All of the entries need to be set down exactly as they read.

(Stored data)
-=-=-

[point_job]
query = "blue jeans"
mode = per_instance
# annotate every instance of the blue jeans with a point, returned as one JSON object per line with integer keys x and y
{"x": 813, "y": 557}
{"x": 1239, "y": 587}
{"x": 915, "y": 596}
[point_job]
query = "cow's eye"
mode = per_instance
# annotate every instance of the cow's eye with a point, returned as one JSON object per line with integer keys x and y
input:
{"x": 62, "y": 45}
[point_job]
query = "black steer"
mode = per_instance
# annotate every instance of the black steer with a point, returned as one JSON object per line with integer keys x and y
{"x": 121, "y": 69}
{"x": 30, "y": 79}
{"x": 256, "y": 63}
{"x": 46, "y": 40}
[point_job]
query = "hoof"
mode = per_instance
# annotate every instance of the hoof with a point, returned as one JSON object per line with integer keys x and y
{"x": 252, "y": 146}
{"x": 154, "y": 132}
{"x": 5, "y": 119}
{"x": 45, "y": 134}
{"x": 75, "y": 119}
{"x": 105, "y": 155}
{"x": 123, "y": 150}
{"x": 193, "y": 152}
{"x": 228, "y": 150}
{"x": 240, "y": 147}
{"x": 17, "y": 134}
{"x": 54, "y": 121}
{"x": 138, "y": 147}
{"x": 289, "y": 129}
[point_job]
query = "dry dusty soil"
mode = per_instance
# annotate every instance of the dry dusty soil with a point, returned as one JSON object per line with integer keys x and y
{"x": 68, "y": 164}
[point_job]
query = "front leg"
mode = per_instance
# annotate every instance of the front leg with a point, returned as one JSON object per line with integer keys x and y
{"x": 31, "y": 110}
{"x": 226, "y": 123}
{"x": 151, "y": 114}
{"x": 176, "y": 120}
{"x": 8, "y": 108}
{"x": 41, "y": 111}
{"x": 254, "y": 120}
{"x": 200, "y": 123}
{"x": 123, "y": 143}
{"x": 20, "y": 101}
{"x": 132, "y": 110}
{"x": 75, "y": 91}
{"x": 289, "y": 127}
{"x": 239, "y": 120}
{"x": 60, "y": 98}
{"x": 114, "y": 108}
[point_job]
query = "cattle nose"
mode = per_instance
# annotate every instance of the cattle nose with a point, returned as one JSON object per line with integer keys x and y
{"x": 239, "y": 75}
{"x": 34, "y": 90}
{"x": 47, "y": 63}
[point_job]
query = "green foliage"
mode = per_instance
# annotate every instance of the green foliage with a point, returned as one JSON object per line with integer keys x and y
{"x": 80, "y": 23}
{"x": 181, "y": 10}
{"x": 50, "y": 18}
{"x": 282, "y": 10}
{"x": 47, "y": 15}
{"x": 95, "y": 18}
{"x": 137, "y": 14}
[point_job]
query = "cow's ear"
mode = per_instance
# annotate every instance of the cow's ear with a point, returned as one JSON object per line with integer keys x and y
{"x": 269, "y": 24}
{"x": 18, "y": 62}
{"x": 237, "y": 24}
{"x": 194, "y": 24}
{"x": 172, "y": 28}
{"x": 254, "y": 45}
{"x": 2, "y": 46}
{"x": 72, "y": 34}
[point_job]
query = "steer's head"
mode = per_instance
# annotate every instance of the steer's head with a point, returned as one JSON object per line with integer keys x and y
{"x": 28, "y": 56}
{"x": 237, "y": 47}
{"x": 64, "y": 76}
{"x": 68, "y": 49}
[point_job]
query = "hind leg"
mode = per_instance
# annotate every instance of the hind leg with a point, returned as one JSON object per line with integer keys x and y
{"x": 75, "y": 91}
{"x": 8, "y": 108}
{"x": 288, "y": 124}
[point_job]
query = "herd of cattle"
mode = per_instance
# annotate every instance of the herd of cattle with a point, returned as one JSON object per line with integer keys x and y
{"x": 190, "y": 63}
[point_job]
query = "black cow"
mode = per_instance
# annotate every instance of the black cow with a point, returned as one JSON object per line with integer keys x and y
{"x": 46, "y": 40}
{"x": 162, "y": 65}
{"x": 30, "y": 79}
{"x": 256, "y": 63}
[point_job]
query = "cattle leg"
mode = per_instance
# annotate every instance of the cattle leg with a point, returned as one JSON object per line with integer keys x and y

-=-=-

Solved exercise:
[point_job]
query = "blue jeans"
mode = per_instance
# annotate every instance of the blue jeans with a point, returned as one JSON object per line with integer keys x and y
{"x": 813, "y": 557}
{"x": 1239, "y": 587}
{"x": 915, "y": 596}
[point_job]
query = "cow's eye"
mode = per_instance
# annotate every instance of the cow's eye with a point, returned as one JSON object per line with integer keys x and y
input:
{"x": 62, "y": 45}
[point_job]
query = "black steer"
mode = per_instance
# annotate every instance of the black steer with a point, returned as one JSON object per line with integer keys x and y
{"x": 121, "y": 69}
{"x": 30, "y": 79}
{"x": 256, "y": 63}
{"x": 46, "y": 40}
[point_job]
query = "hoof"
mode = per_instance
# annotate every instance of the hoof with a point, returned as one JSON object per line with integer keys x and y
{"x": 252, "y": 146}
{"x": 154, "y": 132}
{"x": 5, "y": 119}
{"x": 45, "y": 134}
{"x": 75, "y": 119}
{"x": 105, "y": 155}
{"x": 123, "y": 150}
{"x": 193, "y": 152}
{"x": 228, "y": 150}
{"x": 240, "y": 147}
{"x": 17, "y": 134}
{"x": 54, "y": 121}
{"x": 138, "y": 147}
{"x": 289, "y": 129}
[point_job]
query = "dry dusty soil"
mode = per_instance
# annotate every instance of the dry dusty soil with a point, returned as one JSON object per line with integer keys x and y
{"x": 68, "y": 164}
[point_job]
query = "front leg"
mode = per_instance
# annotate every instance of the front leg with a point, returned as one JSON object per line with integer keys x and y
{"x": 31, "y": 110}
{"x": 226, "y": 123}
{"x": 151, "y": 114}
{"x": 176, "y": 120}
{"x": 8, "y": 108}
{"x": 41, "y": 111}
{"x": 254, "y": 120}
{"x": 200, "y": 123}
{"x": 123, "y": 143}
{"x": 20, "y": 101}
{"x": 132, "y": 110}
{"x": 75, "y": 91}
{"x": 289, "y": 127}
{"x": 239, "y": 120}
{"x": 60, "y": 98}
{"x": 114, "y": 108}
[point_job]
query = "cattle nose"
mode = per_instance
# annotate every instance of the cattle nose with a point, returned as one JSON object per line with integer keys x and y
{"x": 239, "y": 75}
{"x": 34, "y": 90}
{"x": 47, "y": 63}
[point_job]
query = "green foliage"
mode = per_instance
# annotate every instance of the green foliage with a point, returned as one JSON object per line with integer keys x and y
{"x": 80, "y": 23}
{"x": 181, "y": 10}
{"x": 50, "y": 18}
{"x": 282, "y": 10}
{"x": 47, "y": 15}
{"x": 95, "y": 18}
{"x": 137, "y": 14}
[point_job]
query = "cow's ear"
mode = per_instance
# annotate every instance of the cow's ear with a point, returned as one JSON object per line with integer keys x and y
{"x": 269, "y": 24}
{"x": 18, "y": 62}
{"x": 237, "y": 24}
{"x": 194, "y": 24}
{"x": 172, "y": 28}
{"x": 254, "y": 45}
{"x": 2, "y": 46}
{"x": 72, "y": 34}
[point_job]
query = "steer's head"
mode = per_instance
# annotate every instance of the steer's head with a point, returned as one JSON object per line with integer keys x and y
{"x": 28, "y": 56}
{"x": 237, "y": 47}
{"x": 64, "y": 76}
{"x": 68, "y": 49}
[point_job]
query = "hind leg"
mode = per_instance
# annotate every instance of the hind leg with a point, returned as one JSON object per line with integer keys x and y
{"x": 75, "y": 91}
{"x": 8, "y": 108}
{"x": 288, "y": 124}
[point_job]
query = "herd of cattle"
mode = per_instance
# annotate every instance of the herd of cattle with a point, returned as one JSON object per line with integer keys x and y
{"x": 190, "y": 63}
[point_job]
query = "black cow"
mode = per_instance
# annotate every instance of the black cow with a point, returned as one JSON object per line with integer keys x and y
{"x": 46, "y": 40}
{"x": 162, "y": 65}
{"x": 30, "y": 79}
{"x": 256, "y": 63}
[point_job]
query = "cattle leg"
mode = per_instance
# annotate every instance of the cattle leg with a point, returned as one JSON object per line with integer keys x and y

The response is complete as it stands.